NOW, THEREFORE, in consideration of the mutual promises
herein contained, the parties hereto agree as follows:
1. Creation of Escrow Agreement. Pursuant to the terms
and conditions of this Agreement, the parties do hereby agree
that the Escrow Agent shall act as escrow agent in regard to
Proceeds received from the Subscribers for the Capital Stock
pursuant to the Offering.
2. Deposit and Delivery of Proceeds and Subscription
Agreements. The Escrow Agent shall deposit and hold in escrow
under this Agreement all Proceeds received by the Issuer from the
Subscribers in regard to the purchase of the Capital Stock
pursuant to the Offering, The Escrow Agent shall have no
responsibility whatsoever in regard to Proceeds not received and
for funds that have not yet cleared and become good funds.
Subscribers shall make the payment for the capital Stock payable
to the Escrow Agent. In the event checks are made payable to the
Issuer, the Issuer shall promptly endorse said checks to the
order of the Escrow Agent. Simultaneously with the delivery of
the Proceeds, the Issuer shall deliver to the Escrow Agent the
Subscription Agreements and copies of the written acceptances for
which the Proceeds represent payments, The Escrow Agent shall
hold the Proceeds and Subscription Agreements pursuant to the
terms and conditions of this Agreement.
3. Partial Rejection of Subscription Agreements. Should
the Issuer elect to accept a subscription for less than the
number of shares shown in a Subscribers Subscription Agreement by
indicating such lesser number of shares on the written acceptance
of the Issuer transmitted with the Subscription Agreement and
payment therefore the Escrow Agent shall deposit such payment in
the escrow account and then remit within thirty (30) days to such
Subscriber at the address shown in his Subscription Agreement
that amount of his Proceeds in excess of the amount which
constitutes full payment for the number of subscribed shares
accepted by the Issuer as shown in the Banks written acceptance,
such amount to be remitted without interest or reduction.
4. Achievement or Failure to Achieve Required Offering.

◆ ◆ ◆

* Your instructions
In the escrow agreement excerpt, within how many days must the Escrow Agent send a Subscriber the excess Proceeds when the Issuer accepts fewer shares than were subscribed? The material that comes next has no connection to the escrow agreement excerpt.

◆ ◆ ◆

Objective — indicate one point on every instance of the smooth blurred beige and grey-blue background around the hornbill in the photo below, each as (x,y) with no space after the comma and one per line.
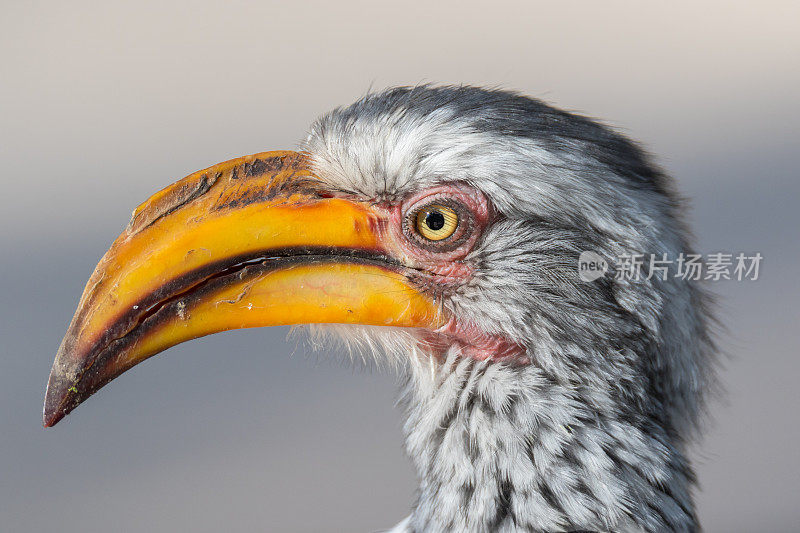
(103,103)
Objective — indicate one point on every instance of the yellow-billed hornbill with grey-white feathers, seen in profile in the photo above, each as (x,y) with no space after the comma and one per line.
(443,225)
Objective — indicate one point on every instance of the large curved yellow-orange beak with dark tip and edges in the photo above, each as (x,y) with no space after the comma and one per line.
(255,241)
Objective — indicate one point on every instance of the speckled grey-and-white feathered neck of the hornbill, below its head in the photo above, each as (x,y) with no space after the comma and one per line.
(502,447)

◆ ◆ ◆

* Solution for this task
Within thirty (30) days.